_TRECHO:_

((

A Opinião Consultiva n. 22/2016: a titularidade dos direitos humanos das pessoas jurídicas e indígenas no sistema interamericano
Adriano Corrêa de Sousa*
Juanita Miluska Buendía Muñoz**
A Corte IDH deliberou entre as sessões dos dias 19 de novembro de 2015 e de 23 de fevereiro de 2016 sobre a Opinião Consultiva n. 22, solicitada em 28 de abril de 2014 pela República do Panamá a respeito da interpretação e alcance do artigo 1.2 da Convenção Americana de Direitos Humanos, que trata a respeito da definição de pessoa, em relação aos artigos 1.1, 8, 11.2, 13, 16, 21, 24, 25, 29, 30, 44, 46 e 62.3, todos da Convenção Americana de Direitos Humanos e o art. 8.1a e b do Protocolo de San Salvador. A Corte estabeleceu sua opinião no dia 22 de fevereiro de 2016.

))

_PARTES DO EXERCÍCIO:_
- 1) Transcreva fielmente, do trecho sobre a Opinião Consultiva n. 22/2016, a parte que se inicia com as palavras "A Opinião Consultiva n. 22/2016: a" e termina com "fevereiro de 2016.".
- 2) Responda às perguntas seguintes com base no trecho sobre a Opinião Consultiva n. 22/2016:
(a) Qual Estado solicitou a Opinião Consultiva n. 22?
(b) Qual artigo da Convenção Americana de Direitos Humanos teve sua interpretação e seu alcance submetidos à Corte?
(c) Em que data foi feita a solicitação?
- 3) Dê prosseguimento ao trecho sobre a Opinião Consultiva n. 22/2016 a partir do ponto em que ele se encerra.

_LISTA DE ENTRADAS:_
((

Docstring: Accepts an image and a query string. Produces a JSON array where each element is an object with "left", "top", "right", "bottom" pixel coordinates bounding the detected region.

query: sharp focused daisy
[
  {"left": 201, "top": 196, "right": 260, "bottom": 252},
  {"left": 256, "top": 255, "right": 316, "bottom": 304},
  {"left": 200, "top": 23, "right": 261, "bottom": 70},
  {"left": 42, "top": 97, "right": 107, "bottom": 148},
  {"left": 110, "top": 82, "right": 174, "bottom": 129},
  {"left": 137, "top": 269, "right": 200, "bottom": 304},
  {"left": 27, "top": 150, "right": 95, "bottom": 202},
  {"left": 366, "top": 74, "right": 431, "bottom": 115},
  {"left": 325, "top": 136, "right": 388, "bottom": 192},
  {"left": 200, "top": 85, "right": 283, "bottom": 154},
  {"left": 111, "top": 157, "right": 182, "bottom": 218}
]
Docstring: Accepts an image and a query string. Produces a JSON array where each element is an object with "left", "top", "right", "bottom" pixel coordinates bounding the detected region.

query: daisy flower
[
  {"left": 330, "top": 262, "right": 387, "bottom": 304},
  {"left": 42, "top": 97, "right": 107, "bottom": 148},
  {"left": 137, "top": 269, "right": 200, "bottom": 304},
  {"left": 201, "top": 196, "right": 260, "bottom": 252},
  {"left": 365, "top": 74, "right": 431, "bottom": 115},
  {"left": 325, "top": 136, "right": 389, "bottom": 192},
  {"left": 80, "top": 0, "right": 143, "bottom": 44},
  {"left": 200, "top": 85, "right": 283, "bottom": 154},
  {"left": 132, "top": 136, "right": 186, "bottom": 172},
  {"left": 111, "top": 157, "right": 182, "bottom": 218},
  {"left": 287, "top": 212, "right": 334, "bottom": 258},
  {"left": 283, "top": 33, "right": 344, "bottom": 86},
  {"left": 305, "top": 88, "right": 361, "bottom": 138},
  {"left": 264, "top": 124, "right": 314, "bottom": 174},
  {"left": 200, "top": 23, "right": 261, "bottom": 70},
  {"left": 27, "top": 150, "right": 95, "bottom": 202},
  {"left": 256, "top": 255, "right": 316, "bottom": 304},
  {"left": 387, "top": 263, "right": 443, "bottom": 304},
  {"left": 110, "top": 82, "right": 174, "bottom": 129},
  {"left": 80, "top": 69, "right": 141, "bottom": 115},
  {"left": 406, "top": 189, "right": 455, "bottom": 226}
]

))

_RESPOSTAS:_
- 1)
A Opinião Consultiva n. 22/2016: a titularidade dos direitos humanos das pessoas jurídicas e indígenas no sistema interamericano
Adriano Corrêa de Sousa*
Juanita Miluska Buendía Muñoz**
A Corte IDH deliberou entre as sessões dos dias 19 de novembro de 2015 e de 23 de fevereiro de 2016 sobre a Opinião Consultiva n. 22, solicitada em 28 de abril de 2014 pela República do Panamá a respeito da interpretação e alcance do artigo 1.2 da Convenção Americana de Direitos Humanos, que trata a respeito da definição de pessoa, em relação aos artigos 1.1, 8, 11.2, 13, 16, 21, 24, 25, 29, 30, 44, 46 e 62.3, todos da Convenção Americana de Direitos Humanos e o art. 8.1a e b do Protocolo de San Salvador. A Corte estabeleceu sua opinião no dia 22 de fevereiro de 2016.

- 2)
(a) A República do Panamá.
(b) O artigo 1.2.
(c) Em 28 de abril de 2014.

- 3)
Em síntese, Panamá solicitou que a Corte se pronuncie sobre:
I) Em relação ao artigo 1.2, o escopo e a proteção de pessoas físicas por meio de pessoas jurídicas ou entidades não governamentais, seja para esgotar os procedimentos de jurisdição interna quanto para elevar denúncias de violação dos direitos humanos perante a Comissão Interamericana de Direitos Humanos, assim como o escopo e a proteção dos direitos de pessoas coletivas ou entidades não governamentais, como tais, como instrumentos de pessoas físicas para realizar suas tarefas legítimas;
II) Se o artigo 16, que reconhece o direito de associação, é limitado pela restrição da proteção de associações livremente formadas por pessoas físicas como entidades não-governamentais legalmente reconhecidas, para proteger seus direitos expressos e desenvolvidos por meio de pessoas jurídicas;
III) A interpretação do artigo 1.2 à luz dos artigos 29 (normas de proteção) e 30 (alcance das restrições) da Convenção;
IV) A proteção dos direitos humanos das pessoas físicas por meio de organizações não-governamentais ou pessoas jurídicas, os direitos à proteção judicial e o devido processo do artigo 8 da Convenção; a privacidade e a vida privada do artigo 11 da Convenção; a liberdade de expressão do artigo 13 da Convenção; a propriedade privada reconhecida pelo artigo 21 da Convenção; a igualdade e não discriminação dos artigos 1.1 e 24 da Convenção; o direito de greve e constituição de federações e confederações do artigo 8 do Protocolo de San Salvador à Convenção Americana de Direitos Humanos.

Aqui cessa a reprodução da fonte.